Kutipan Teks:
++++++++++++++++++++

Agar setiap orang mengetahuinya, memerintahkan pengundangan Peraturan Bank Indonesia ini dengan penempatannya dalam Lembaran Negara Republik Indonesia.
Ditetapkan di Jakarta
Pada tanggal 24 Maret 2011
GUBERNUR BANK INDONESIA,

DARMIN NASUTION
Diundangkan di Jakarta
Pada tanggal 24 Maret 2011
MENTERI HUKUM DAN HAK ASASI MANUSIA
REPUBLIK INDONESIA,

PATRIALIS AKBAR

PENJELASAN
ATAS
PERATURAN BANK INDONESIA
NOMOR: 13/ 13 /PBI/2011
TENTANG
PENILAIAN KUALITAS AKTIVA
BAGI BANK UMUM SYARIAH DAN UNIT USAHA SYARIAH

I. UMUM

Untuk menghadapi persaingan usaha yang semakin ketat, Bank harus mampu melakukan penanaman dana yang dapat menghasilkan keuntungan optimal dengan tetap berpegang kepada prinsip kehati-hatian dan Prinsip Syariah. Pengembangan industri perbankan syariah tersebut perlu didukung dengan perangkat kebijakan dan pengaturan yang memberikan keleluasan kepada perbankan syariah untuk menawarkan produk dan jasa yang lebih sesuai dengan karakteristik kegiatan usaha nasabah yang dibiayai.

++++++++++++++++++++

Entri anotasi garis tepi gambar:
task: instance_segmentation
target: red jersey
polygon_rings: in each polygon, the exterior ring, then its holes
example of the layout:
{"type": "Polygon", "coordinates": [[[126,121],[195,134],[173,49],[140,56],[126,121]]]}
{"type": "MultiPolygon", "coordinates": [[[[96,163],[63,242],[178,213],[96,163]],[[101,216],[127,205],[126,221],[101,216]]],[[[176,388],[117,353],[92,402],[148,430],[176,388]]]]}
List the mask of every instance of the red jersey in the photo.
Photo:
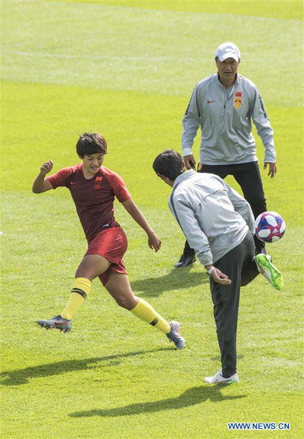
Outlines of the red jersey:
{"type": "Polygon", "coordinates": [[[53,189],[70,189],[86,238],[90,241],[105,229],[119,225],[114,217],[114,200],[121,203],[131,198],[125,182],[117,174],[101,166],[87,180],[82,172],[83,163],[60,169],[47,177],[53,189]]]}

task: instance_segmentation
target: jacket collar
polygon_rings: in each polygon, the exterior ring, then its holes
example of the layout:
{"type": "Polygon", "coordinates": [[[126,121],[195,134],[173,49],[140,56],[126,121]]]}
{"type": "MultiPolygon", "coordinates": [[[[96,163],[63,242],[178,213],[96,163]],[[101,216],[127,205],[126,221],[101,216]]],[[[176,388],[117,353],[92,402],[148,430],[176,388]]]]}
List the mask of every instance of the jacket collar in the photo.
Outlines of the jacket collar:
{"type": "MultiPolygon", "coordinates": [[[[215,73],[215,79],[216,81],[217,82],[218,84],[220,84],[221,85],[223,85],[223,84],[222,84],[222,83],[220,82],[220,81],[219,80],[219,75],[218,74],[218,72],[217,72],[217,73],[215,73]]],[[[232,84],[232,85],[234,85],[234,84],[236,84],[237,83],[238,83],[238,79],[239,79],[239,75],[238,75],[238,73],[237,72],[235,74],[235,80],[232,84]]]]}
{"type": "Polygon", "coordinates": [[[178,177],[177,177],[175,181],[173,184],[173,189],[175,189],[176,186],[181,183],[182,181],[183,181],[184,180],[186,180],[187,179],[191,178],[191,177],[193,177],[194,175],[196,174],[196,172],[195,171],[194,171],[193,169],[189,169],[189,171],[187,171],[183,173],[183,174],[181,174],[180,175],[179,175],[178,177]]]}

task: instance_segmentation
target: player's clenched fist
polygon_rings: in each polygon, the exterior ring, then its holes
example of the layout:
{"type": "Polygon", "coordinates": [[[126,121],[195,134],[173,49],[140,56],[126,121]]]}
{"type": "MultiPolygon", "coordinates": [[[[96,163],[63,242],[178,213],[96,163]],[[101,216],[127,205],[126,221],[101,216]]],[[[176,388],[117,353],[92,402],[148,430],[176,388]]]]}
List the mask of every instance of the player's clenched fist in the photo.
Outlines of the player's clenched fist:
{"type": "Polygon", "coordinates": [[[43,175],[46,175],[47,174],[48,174],[50,171],[52,171],[53,167],[53,162],[52,160],[46,161],[40,168],[40,174],[42,174],[43,175]]]}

++++++++++++++++++++

Petunjuk 1:
Jawablah pertanyaan berikut berdasarkan kutipan teks peraturan Bank Indonesia.
(a) Di kota mana dan pada tanggal berapa peraturan ini ditetapkan?
(b) Siapa yang menjabat Menteri Hukum dan Hak Asasi Manusia Republik Indonesia saat peraturan ini diundangkan?
(c) Menurut bagian "UMUM", pada prinsip apa saja Bank harus tetap berpegang dalam melakukan penanaman dana?
Petunjuk 2: Ulangi tanpa perubahan sebagian kutipan teks peraturan tersebut, dimulai dari kata-kata yang memuat "PATRIALIS AKBAR" dan berakhir setelah "nasabah yang dibiayai.".

Jawaban Lengkap 1:
(a) Di Jakarta, pada tanggal 24 Maret 2011.
(b) Patrialis Akbar.
(c) Prinsip kehati-hatian dan Prinsip Syariah.

Jawaban Lengkap 2:
PATRIALIS AKBAR

PENJELASAN
ATAS
PERATURAN BANK INDONESIA
NOMOR: 13/ 13 /PBI/2011
TENTANG
PENILAIAN KUALITAS AKTIVA
BAGI BANK UMUM SYARIAH DAN UNIT USAHA SYARIAH

I. UMUM

Untuk menghadapi persaingan usaha yang semakin ketat, Bank harus mampu melakukan penanaman dana yang dapat menghasilkan keuntungan optimal dengan tetap berpegang kepada prinsip kehati-hatian dan Prinsip Syariah. Pengembangan industri perbankan syariah tersebut perlu didukung dengan perangkat kebijakan dan pengaturan yang memberikan keleluasan kepada perbankan syariah untuk menawarkan produk dan jasa yang lebih sesuai dengan karakteristik kegiatan usaha nasabah yang dibiayai.